Extracted records
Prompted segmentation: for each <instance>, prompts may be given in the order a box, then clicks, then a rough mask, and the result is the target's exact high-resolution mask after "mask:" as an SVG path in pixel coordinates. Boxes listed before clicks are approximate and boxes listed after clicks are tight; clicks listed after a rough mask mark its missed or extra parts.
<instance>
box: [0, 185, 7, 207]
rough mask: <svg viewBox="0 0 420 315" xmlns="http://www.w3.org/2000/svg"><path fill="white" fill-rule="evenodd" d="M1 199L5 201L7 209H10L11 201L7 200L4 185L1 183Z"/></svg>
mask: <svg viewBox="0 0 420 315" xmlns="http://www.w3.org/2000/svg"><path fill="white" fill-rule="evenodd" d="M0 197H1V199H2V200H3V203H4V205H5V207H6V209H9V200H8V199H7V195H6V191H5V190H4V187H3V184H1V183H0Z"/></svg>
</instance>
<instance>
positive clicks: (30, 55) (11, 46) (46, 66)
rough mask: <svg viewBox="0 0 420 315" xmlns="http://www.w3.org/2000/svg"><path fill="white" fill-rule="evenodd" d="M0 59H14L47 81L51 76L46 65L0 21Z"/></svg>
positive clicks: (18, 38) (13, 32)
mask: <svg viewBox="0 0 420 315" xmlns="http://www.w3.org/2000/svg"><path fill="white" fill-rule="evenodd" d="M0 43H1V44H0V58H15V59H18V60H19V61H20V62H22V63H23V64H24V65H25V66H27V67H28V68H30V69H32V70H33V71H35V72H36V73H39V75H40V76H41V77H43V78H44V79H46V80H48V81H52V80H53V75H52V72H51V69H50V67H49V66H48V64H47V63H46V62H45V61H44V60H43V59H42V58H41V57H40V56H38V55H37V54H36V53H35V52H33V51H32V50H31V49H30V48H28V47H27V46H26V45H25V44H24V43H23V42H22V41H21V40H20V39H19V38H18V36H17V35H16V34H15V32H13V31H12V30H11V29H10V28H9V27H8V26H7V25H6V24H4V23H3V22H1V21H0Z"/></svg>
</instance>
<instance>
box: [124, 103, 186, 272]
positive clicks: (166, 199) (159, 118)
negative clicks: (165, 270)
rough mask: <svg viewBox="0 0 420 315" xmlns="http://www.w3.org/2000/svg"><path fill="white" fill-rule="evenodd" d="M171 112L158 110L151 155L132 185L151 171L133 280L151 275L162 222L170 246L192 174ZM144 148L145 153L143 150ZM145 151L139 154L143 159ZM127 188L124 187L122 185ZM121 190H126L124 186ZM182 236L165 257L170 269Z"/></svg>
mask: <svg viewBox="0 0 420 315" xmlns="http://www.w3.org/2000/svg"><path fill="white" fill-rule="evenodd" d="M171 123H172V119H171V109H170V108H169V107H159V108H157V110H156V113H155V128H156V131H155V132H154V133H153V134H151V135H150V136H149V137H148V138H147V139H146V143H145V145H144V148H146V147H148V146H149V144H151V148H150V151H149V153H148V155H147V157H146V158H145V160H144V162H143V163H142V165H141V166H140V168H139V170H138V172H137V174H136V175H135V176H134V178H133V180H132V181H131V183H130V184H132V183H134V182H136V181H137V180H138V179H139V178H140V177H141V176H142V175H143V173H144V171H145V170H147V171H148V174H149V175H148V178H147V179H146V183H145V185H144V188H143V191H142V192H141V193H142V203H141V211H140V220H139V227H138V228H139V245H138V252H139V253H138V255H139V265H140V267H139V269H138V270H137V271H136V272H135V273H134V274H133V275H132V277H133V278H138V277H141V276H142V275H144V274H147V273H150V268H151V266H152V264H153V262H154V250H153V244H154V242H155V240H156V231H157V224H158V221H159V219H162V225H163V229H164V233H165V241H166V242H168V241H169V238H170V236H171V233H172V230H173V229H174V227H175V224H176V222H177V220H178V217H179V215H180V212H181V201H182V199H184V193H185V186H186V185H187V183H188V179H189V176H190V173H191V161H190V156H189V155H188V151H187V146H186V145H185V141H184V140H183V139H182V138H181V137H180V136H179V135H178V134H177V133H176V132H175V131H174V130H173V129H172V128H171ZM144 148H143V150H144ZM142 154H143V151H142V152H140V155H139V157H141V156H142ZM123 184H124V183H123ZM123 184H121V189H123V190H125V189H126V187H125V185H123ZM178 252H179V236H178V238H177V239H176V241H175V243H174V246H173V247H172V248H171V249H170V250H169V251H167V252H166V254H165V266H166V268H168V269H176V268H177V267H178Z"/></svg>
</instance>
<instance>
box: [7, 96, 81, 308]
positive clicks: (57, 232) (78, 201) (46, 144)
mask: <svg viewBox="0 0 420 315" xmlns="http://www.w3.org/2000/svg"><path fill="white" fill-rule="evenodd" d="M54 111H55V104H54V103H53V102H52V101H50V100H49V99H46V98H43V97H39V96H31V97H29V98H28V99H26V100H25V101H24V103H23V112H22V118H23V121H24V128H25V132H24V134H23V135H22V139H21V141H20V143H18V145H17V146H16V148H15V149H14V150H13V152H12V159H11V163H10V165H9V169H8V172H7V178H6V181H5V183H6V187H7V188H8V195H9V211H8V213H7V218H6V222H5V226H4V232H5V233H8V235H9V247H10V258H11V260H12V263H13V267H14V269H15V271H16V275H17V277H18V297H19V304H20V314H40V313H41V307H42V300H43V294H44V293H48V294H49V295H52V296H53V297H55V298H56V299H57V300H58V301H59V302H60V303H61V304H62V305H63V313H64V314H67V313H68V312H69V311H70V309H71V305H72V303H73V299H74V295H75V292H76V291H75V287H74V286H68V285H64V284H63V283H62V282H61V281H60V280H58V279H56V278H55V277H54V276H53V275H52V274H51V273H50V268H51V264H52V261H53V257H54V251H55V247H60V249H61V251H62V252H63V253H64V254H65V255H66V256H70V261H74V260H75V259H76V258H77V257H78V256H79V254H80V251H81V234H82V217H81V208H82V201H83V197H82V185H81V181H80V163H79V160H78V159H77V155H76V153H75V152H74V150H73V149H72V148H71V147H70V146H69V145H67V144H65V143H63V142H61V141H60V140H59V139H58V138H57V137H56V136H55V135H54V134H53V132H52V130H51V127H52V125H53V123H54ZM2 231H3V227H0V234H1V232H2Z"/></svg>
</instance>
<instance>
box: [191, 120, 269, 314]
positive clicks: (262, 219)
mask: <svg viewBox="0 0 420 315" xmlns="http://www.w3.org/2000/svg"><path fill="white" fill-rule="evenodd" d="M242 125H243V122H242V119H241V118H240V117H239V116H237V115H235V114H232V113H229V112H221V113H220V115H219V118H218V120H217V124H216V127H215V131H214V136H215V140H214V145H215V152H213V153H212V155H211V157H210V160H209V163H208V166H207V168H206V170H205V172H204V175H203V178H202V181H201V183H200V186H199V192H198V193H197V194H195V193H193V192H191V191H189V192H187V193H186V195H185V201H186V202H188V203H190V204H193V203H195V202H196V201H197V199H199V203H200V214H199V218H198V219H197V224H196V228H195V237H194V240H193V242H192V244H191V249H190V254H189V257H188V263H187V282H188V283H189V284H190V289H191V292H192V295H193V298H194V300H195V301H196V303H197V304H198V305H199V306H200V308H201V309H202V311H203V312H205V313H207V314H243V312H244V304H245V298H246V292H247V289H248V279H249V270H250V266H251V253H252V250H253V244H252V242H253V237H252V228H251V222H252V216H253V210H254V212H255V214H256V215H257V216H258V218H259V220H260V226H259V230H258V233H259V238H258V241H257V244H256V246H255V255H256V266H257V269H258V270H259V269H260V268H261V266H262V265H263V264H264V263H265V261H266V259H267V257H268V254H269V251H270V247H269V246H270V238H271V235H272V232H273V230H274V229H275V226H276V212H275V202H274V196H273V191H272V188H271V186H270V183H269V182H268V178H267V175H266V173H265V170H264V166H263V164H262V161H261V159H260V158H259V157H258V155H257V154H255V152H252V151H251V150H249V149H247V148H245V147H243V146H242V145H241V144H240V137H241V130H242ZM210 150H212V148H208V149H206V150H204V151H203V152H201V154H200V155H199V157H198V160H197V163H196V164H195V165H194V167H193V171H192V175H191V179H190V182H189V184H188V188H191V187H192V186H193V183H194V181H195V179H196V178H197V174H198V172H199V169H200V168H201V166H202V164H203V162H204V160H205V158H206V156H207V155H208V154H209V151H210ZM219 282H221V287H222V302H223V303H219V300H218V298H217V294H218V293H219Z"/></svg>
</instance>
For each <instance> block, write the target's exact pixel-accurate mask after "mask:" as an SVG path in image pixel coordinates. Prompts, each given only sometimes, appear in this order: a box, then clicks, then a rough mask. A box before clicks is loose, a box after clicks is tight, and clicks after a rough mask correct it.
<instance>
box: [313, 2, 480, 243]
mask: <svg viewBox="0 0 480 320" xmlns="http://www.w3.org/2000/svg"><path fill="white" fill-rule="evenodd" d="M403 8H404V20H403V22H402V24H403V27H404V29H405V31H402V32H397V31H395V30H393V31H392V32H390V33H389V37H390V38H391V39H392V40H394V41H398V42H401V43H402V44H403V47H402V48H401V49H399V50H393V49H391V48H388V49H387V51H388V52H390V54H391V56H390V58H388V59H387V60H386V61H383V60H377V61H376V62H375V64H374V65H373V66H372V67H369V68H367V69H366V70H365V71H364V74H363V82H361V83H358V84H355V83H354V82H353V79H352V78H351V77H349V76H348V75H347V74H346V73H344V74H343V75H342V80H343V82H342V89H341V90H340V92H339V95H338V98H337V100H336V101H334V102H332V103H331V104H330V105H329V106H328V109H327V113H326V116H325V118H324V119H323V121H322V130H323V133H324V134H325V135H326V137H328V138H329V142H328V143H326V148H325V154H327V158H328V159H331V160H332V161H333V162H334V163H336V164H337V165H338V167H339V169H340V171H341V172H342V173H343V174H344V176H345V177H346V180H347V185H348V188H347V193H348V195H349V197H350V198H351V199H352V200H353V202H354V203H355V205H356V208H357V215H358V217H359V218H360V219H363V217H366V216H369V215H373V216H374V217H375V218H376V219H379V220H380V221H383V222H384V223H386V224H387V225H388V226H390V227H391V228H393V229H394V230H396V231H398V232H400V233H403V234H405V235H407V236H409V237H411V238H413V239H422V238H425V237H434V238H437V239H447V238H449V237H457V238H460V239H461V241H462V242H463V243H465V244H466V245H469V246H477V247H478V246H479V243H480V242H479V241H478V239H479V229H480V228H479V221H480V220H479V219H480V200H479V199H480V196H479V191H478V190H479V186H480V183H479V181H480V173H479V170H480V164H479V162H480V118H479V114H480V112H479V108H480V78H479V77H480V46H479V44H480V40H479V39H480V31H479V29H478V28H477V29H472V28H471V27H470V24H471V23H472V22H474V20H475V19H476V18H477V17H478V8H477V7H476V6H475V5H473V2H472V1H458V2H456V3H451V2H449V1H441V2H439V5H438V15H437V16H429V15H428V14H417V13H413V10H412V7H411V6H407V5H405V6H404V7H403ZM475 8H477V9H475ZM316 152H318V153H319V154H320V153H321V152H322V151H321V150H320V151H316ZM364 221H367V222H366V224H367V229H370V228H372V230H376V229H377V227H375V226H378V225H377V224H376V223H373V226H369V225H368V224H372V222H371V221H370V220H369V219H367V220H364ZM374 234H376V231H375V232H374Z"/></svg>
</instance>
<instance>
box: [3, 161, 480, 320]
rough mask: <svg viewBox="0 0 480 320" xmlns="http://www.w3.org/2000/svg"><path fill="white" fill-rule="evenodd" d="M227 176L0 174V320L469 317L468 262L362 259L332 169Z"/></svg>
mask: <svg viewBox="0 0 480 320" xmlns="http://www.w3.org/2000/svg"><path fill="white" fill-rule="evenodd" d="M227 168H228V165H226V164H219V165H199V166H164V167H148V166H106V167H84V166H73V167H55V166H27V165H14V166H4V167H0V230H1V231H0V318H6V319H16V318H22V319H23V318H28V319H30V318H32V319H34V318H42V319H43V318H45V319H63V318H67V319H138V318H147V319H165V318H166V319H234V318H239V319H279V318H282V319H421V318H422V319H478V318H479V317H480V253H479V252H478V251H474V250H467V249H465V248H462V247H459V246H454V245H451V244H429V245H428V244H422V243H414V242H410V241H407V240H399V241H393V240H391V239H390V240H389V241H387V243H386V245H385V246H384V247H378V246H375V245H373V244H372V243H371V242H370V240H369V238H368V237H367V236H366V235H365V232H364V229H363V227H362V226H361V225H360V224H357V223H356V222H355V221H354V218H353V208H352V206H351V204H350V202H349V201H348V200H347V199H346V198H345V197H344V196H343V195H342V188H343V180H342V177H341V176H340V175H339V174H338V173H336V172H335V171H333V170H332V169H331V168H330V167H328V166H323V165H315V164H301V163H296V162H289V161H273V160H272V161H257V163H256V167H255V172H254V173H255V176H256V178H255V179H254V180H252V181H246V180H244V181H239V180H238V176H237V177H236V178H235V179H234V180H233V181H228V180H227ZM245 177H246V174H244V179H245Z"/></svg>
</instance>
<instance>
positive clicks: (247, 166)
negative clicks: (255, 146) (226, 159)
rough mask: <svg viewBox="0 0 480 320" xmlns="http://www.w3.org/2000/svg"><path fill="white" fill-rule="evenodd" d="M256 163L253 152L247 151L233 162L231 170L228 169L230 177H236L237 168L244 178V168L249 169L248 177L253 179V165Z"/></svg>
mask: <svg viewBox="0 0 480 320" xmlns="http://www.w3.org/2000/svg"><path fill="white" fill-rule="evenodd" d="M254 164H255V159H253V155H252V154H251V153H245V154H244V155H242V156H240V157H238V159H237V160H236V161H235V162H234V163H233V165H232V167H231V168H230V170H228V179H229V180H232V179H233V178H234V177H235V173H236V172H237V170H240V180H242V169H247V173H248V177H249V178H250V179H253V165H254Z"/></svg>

• [PROBLEM DESCRIPTION] How many lines in the listing contain the string "exact"? Case counts. Reply with the number alone.

• [TASK RESPONSE] 2